§ Exercise prompt: Every record below should be printed exactly as it appears.

----- Data provided

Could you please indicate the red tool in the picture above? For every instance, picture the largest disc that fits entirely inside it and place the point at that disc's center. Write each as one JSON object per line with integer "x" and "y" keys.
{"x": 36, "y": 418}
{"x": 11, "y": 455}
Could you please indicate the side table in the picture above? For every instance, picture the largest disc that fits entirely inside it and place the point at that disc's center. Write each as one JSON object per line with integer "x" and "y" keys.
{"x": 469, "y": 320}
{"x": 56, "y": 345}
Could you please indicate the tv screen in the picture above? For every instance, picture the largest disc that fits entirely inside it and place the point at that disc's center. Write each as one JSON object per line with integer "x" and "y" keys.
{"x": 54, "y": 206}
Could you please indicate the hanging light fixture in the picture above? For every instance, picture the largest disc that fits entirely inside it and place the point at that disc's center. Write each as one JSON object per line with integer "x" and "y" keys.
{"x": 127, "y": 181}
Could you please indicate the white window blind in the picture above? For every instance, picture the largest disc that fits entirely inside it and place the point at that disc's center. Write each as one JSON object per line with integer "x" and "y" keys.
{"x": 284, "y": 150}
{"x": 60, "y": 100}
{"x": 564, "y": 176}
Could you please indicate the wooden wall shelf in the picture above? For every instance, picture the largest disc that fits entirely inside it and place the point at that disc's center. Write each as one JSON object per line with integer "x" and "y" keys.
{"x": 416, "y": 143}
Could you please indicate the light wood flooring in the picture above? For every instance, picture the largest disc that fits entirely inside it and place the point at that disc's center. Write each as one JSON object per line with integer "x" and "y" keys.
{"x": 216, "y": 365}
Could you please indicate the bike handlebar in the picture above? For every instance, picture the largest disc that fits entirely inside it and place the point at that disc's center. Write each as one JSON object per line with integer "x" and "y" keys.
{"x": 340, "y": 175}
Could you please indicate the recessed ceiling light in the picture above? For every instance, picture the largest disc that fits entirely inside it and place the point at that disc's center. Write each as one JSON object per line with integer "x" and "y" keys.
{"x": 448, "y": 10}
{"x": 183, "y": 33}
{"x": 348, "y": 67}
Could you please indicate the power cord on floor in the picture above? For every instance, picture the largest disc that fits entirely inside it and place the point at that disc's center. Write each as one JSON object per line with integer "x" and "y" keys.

----------

§ Solution for this exercise:
Could you please indicate the red tool in the picture above? For every instance, picture the largest disc that fits entirely inside it and place the point at that disc's center. Write each as one JSON object per line with integer "x" and "y" keys.
{"x": 36, "y": 418}
{"x": 11, "y": 455}
Could you please indicate the side table in the picture above? For every instance, picture the largest disc that fits entirely inside it and place the point at that disc's center. Write each as one JSON object per line with integer "x" and "y" keys.
{"x": 469, "y": 320}
{"x": 56, "y": 345}
Could you please indicate the tv screen in the picture above? For every instance, picture the largest disc that fits entirely inside it and place the point at that disc's center. Write each as one JSON object per line with integer "x" and "y" keys.
{"x": 54, "y": 206}
Could you please indicate the hanging light fixture in the picture above? For every instance, picture the largest disc that fits entirely inside it and place the point at that disc's center. Write each as one JSON object per line with integer "x" and "y" keys.
{"x": 127, "y": 181}
Could you please indicate the white window blind in the picture above? For every instance, picture the largest disc that fits entirely inside it and place the point at that disc's center. Write each as one JSON object per line with integer "x" and "y" keys.
{"x": 284, "y": 150}
{"x": 60, "y": 100}
{"x": 564, "y": 176}
Could you please indicate the wooden wall shelf in the picture above? For every instance, picture the largest disc that fits entirely inside it and place the point at that disc's center. Write each as one JSON object per line with integer "x" and "y" keys.
{"x": 416, "y": 143}
Could you please indicate the light wood flooring in the picture above? For every instance, picture the largest disc that fits entirely inside it and place the point at that disc's center. Write each as one JSON object per line with integer "x" and "y" keys.
{"x": 216, "y": 365}
Could you please indicate the bike handlebar in the picture above? For every instance, picture the largest disc that fits entirely inside it and place the point at that disc's center. Write each as one JSON object per line with integer "x" and "y" keys.
{"x": 340, "y": 175}
Could you please indicate the recessed ceiling light in the picture above? For every instance, picture the largest disc that fits entirely inside it and place the point at that disc's center. Write each as one JSON object per line with integer "x" and "y" keys.
{"x": 448, "y": 10}
{"x": 183, "y": 33}
{"x": 348, "y": 67}
Could you please indicate the power cord on floor in the picture above? For every instance, picture the largest disc that fits entirely inside it and place the point at that disc's center. Write each as one JSON object per line with integer "x" and "y" keys.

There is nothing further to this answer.